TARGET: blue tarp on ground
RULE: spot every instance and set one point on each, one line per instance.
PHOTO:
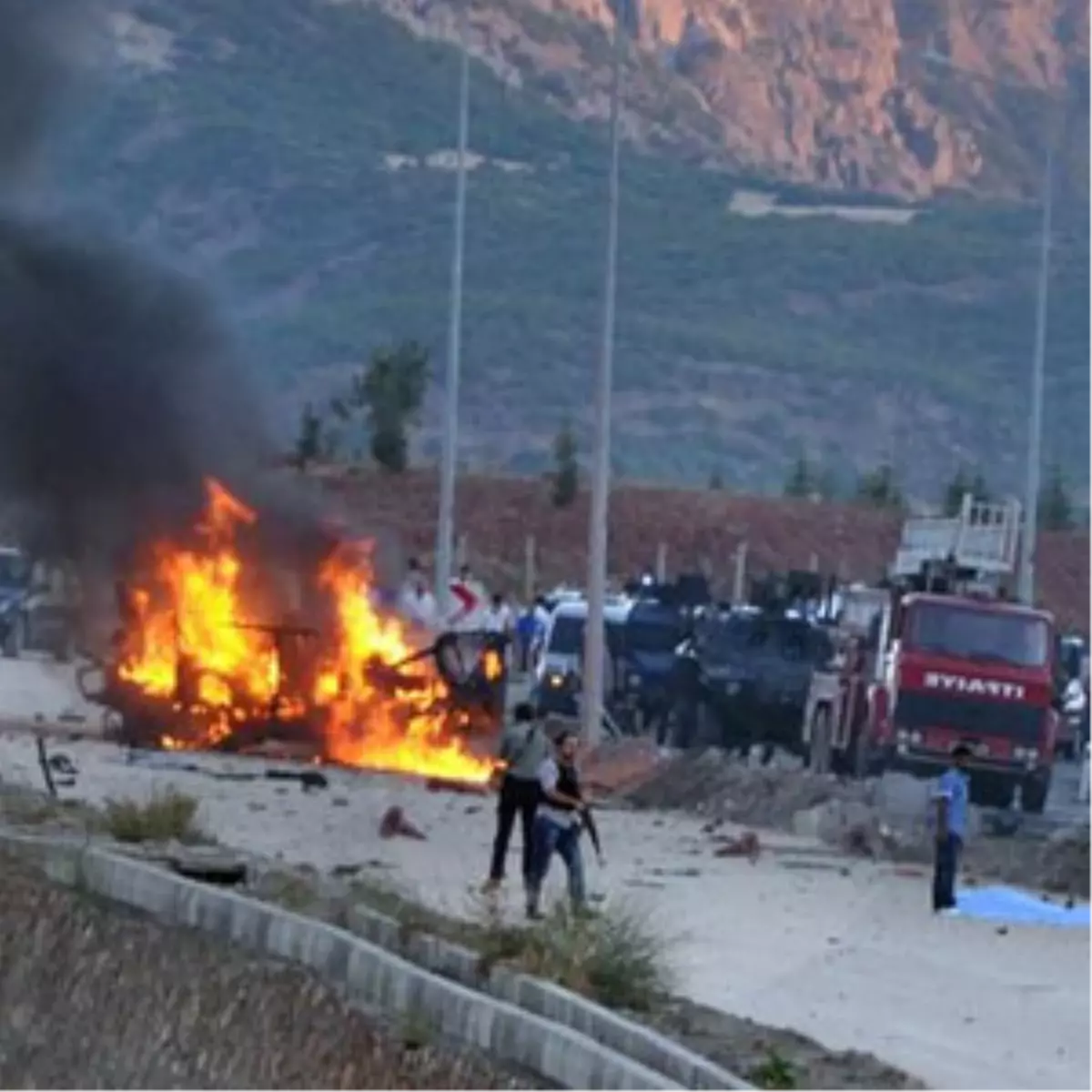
(1013, 906)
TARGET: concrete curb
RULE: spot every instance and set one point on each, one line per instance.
(551, 1003)
(371, 976)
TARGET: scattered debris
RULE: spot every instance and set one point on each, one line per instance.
(396, 824)
(451, 785)
(743, 845)
(44, 763)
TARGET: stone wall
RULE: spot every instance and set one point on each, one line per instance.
(93, 999)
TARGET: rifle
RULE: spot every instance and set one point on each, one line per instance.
(593, 833)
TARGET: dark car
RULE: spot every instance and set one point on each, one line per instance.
(31, 617)
(743, 677)
(651, 637)
(15, 571)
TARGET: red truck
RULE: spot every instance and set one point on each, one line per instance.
(955, 663)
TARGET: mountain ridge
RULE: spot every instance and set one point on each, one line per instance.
(298, 159)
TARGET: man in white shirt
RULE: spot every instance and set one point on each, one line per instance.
(498, 617)
(560, 822)
(416, 602)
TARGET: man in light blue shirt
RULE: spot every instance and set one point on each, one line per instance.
(953, 800)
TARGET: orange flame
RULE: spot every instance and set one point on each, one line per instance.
(190, 629)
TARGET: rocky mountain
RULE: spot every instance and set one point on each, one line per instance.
(836, 93)
(296, 157)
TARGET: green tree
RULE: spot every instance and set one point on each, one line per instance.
(825, 485)
(309, 440)
(964, 483)
(801, 480)
(879, 489)
(566, 475)
(389, 393)
(1055, 502)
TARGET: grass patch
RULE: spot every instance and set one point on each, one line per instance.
(167, 816)
(28, 808)
(774, 1074)
(612, 956)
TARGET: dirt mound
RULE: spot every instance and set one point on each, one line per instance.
(1066, 862)
(711, 784)
(96, 999)
(887, 817)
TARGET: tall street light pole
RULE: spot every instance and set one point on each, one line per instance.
(1026, 582)
(446, 517)
(595, 631)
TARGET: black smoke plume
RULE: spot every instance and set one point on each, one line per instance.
(119, 391)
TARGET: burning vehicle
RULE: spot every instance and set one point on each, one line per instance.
(217, 650)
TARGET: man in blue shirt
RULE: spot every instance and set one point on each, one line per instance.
(953, 798)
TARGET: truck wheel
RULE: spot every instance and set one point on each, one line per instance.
(819, 753)
(1033, 794)
(16, 638)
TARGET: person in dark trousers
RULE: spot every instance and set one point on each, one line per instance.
(522, 749)
(953, 798)
(562, 814)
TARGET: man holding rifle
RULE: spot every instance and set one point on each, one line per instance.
(562, 814)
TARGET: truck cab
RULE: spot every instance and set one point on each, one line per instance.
(945, 659)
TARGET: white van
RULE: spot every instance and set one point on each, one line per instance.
(561, 662)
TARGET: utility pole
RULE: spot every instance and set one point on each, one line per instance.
(1026, 583)
(595, 632)
(446, 517)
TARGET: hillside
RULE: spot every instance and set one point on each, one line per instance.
(834, 93)
(296, 154)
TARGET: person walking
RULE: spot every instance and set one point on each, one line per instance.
(953, 797)
(562, 813)
(522, 751)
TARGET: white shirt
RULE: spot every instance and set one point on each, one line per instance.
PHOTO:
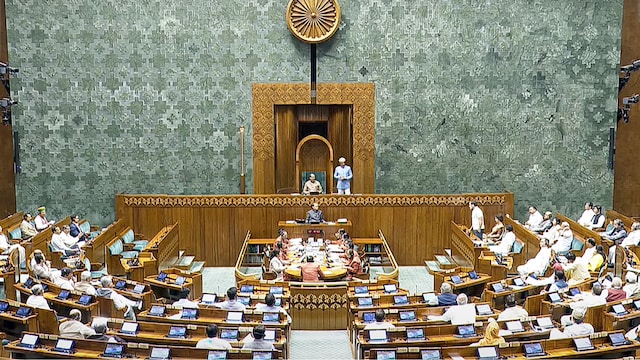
(458, 315)
(477, 219)
(586, 218)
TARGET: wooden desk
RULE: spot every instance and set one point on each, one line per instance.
(169, 289)
(329, 229)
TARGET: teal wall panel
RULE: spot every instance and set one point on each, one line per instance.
(148, 96)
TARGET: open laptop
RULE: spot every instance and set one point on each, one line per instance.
(555, 297)
(65, 346)
(400, 300)
(217, 355)
(514, 326)
(465, 331)
(129, 328)
(415, 334)
(158, 353)
(177, 332)
(619, 310)
(64, 294)
(229, 334)
(484, 309)
(378, 335)
(365, 301)
(270, 317)
(157, 310)
(235, 316)
(533, 350)
(113, 350)
(487, 353)
(208, 299)
(390, 288)
(430, 354)
(618, 339)
(190, 314)
(385, 355)
(583, 344)
(23, 311)
(408, 315)
(30, 341)
(545, 323)
(85, 300)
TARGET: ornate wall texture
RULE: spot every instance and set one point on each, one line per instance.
(147, 96)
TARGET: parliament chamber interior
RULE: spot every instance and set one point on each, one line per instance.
(319, 179)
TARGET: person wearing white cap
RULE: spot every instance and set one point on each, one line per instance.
(344, 175)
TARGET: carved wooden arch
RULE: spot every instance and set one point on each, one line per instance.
(329, 165)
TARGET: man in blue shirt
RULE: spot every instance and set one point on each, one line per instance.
(344, 175)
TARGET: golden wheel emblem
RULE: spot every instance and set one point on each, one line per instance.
(313, 21)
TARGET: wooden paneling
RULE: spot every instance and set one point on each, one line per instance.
(626, 197)
(213, 227)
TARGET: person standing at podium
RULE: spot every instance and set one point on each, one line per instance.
(344, 175)
(314, 216)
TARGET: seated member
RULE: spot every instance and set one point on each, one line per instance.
(310, 271)
(461, 314)
(315, 214)
(184, 301)
(380, 322)
(212, 341)
(258, 342)
(512, 311)
(312, 186)
(6, 248)
(36, 299)
(446, 296)
(27, 228)
(231, 303)
(73, 328)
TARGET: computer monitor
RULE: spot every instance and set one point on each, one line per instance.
(129, 328)
(385, 355)
(390, 288)
(157, 310)
(188, 313)
(400, 299)
(158, 353)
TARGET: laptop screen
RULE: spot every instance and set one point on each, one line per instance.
(407, 315)
(114, 350)
(366, 301)
(377, 335)
(229, 334)
(188, 313)
(160, 353)
(129, 328)
(64, 345)
(534, 349)
(430, 354)
(157, 310)
(400, 299)
(217, 355)
(385, 355)
(208, 298)
(178, 331)
(390, 288)
(415, 333)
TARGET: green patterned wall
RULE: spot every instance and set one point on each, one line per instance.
(147, 96)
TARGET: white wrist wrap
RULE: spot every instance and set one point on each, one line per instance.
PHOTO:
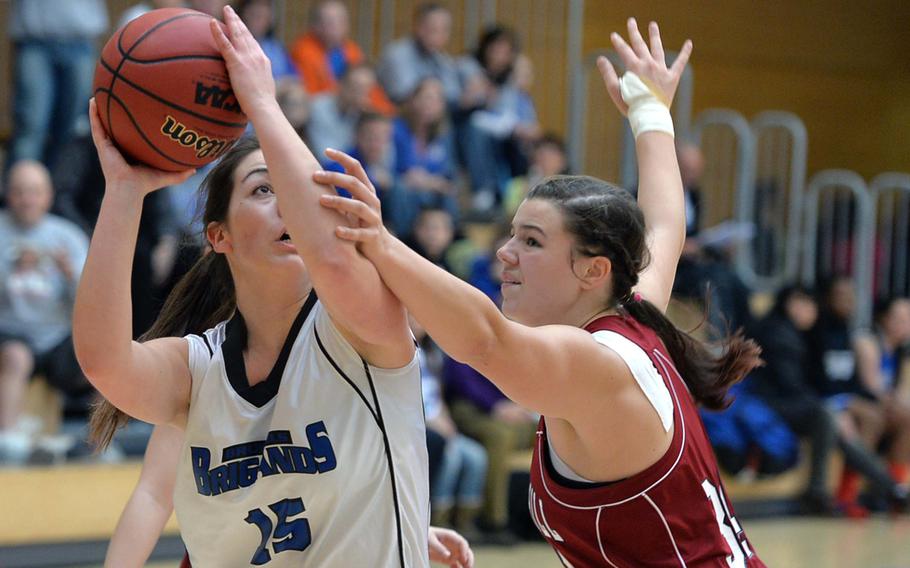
(646, 110)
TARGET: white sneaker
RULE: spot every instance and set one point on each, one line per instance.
(15, 447)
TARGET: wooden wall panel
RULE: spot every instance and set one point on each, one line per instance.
(840, 65)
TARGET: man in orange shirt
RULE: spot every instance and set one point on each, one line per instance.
(324, 53)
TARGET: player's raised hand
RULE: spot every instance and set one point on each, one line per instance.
(119, 174)
(363, 211)
(648, 63)
(248, 66)
(450, 548)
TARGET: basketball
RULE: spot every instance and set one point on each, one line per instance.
(163, 92)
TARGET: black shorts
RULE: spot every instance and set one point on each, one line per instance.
(58, 365)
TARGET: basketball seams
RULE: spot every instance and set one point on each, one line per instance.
(132, 59)
(173, 105)
(115, 74)
(149, 31)
(126, 110)
(135, 79)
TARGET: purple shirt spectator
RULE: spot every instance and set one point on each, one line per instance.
(461, 381)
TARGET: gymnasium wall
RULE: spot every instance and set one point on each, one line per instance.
(842, 66)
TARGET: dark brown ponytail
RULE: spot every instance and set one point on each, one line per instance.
(201, 299)
(606, 221)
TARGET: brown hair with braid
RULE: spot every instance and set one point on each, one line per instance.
(606, 221)
(202, 298)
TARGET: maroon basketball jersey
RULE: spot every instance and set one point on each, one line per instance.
(674, 513)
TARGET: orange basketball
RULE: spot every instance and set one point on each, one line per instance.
(163, 92)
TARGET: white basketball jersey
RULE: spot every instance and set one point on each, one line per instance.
(323, 464)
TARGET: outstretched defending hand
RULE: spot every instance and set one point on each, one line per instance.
(649, 65)
(248, 66)
(363, 212)
(118, 173)
(450, 548)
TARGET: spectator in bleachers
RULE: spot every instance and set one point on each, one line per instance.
(485, 126)
(483, 412)
(324, 53)
(749, 438)
(137, 10)
(424, 153)
(54, 64)
(705, 272)
(373, 146)
(497, 136)
(259, 17)
(432, 235)
(41, 258)
(295, 103)
(548, 158)
(835, 376)
(785, 385)
(407, 61)
(883, 367)
(457, 490)
(334, 117)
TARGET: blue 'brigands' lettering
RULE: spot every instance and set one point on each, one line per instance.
(243, 464)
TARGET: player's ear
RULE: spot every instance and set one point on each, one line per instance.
(594, 271)
(218, 237)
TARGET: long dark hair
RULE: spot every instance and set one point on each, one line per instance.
(201, 299)
(490, 36)
(606, 221)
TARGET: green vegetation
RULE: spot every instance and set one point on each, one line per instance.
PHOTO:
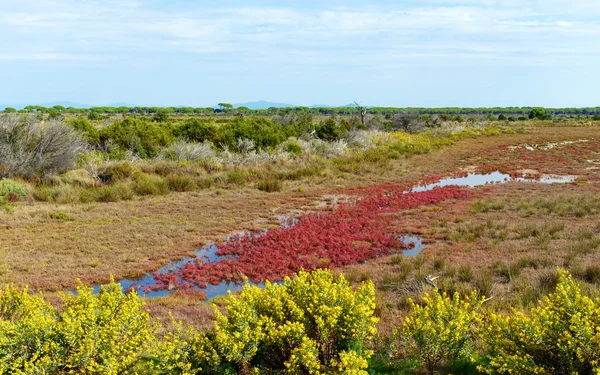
(228, 110)
(135, 156)
(313, 323)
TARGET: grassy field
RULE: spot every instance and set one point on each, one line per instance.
(504, 240)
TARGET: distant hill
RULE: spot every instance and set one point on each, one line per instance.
(261, 104)
(65, 104)
(120, 104)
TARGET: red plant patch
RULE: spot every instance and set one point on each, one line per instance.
(354, 233)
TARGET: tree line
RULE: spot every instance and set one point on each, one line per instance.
(229, 109)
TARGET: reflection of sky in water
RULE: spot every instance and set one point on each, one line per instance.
(208, 252)
(418, 245)
(476, 179)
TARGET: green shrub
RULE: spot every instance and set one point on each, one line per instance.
(196, 130)
(4, 206)
(181, 183)
(270, 185)
(117, 172)
(329, 130)
(60, 216)
(263, 132)
(88, 131)
(143, 137)
(12, 190)
(236, 177)
(293, 147)
(560, 336)
(314, 323)
(145, 184)
(112, 193)
(45, 193)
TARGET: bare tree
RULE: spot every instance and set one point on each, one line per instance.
(362, 112)
(29, 147)
(408, 121)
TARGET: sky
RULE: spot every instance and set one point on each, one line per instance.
(432, 53)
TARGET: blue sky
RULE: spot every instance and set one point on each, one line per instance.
(386, 53)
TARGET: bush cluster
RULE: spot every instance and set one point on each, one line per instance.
(314, 323)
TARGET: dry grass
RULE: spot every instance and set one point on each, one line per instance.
(501, 250)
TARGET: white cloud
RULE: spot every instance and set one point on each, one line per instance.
(516, 31)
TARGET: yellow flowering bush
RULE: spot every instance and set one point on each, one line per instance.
(184, 351)
(560, 336)
(314, 323)
(92, 334)
(442, 328)
(27, 329)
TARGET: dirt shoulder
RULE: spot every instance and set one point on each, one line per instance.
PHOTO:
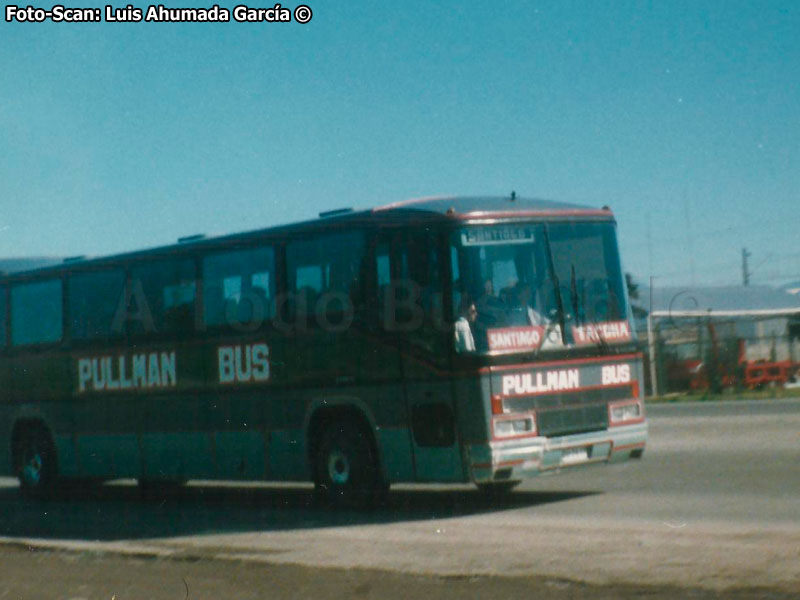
(44, 573)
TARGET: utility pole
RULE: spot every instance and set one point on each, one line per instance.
(651, 344)
(745, 272)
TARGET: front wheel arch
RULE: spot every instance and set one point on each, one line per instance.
(35, 458)
(344, 460)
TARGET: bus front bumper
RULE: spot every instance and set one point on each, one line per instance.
(514, 460)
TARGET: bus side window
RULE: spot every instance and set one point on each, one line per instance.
(36, 312)
(3, 317)
(168, 288)
(326, 277)
(239, 288)
(418, 290)
(94, 299)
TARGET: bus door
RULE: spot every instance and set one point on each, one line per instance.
(417, 320)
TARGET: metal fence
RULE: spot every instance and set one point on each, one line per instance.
(710, 354)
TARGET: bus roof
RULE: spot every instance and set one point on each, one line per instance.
(440, 208)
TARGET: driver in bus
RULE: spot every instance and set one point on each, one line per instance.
(465, 342)
(524, 295)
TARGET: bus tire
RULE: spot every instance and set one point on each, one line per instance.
(497, 488)
(346, 468)
(35, 462)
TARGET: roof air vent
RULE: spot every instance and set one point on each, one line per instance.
(191, 238)
(335, 212)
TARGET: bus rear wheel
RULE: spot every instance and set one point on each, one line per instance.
(36, 463)
(346, 468)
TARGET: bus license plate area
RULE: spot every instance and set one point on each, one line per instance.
(570, 456)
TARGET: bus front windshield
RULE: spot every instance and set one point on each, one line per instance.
(531, 287)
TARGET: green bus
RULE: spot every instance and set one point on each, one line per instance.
(474, 339)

□ □ □ □

#### What the exercise asks:
Update the lines starting with the line that contains "TARGET: dark car" and going on through the line that contains "(1055, 502)", changing "spot" to "locate" and leaving everything else the same. Give only those lines.

#### Solution to this problem:
TARGET: dark car
RULE: locate every instance and set one point on each, one line per instance.
(31, 617)
(743, 677)
(651, 637)
(15, 571)
TARGET: red truck
RULE: locate every instance and set one point on each, one line per instance.
(955, 663)
TARGET: mountain ridge
RULE: locate every instance and set one point on each, one line per instance.
(298, 159)
TARGET: man in white shirt
RULE: locate every instance and set one point on each, one line per instance.
(498, 617)
(560, 822)
(416, 602)
TARGET: man in light blue shirt
RULE: locate every instance and set one point on each, one line per instance.
(953, 800)
TARGET: orange flame
RULE: locate every instance and set one point on each, one line per instance.
(190, 629)
TARGET: rocky mountain
RULE: locate every instance and set one point on each, one line per instance.
(836, 93)
(296, 157)
TARGET: green tree
RULE: locate every instance and set one point on each, one line per instance.
(825, 485)
(309, 440)
(964, 483)
(801, 480)
(879, 489)
(566, 475)
(389, 393)
(1055, 502)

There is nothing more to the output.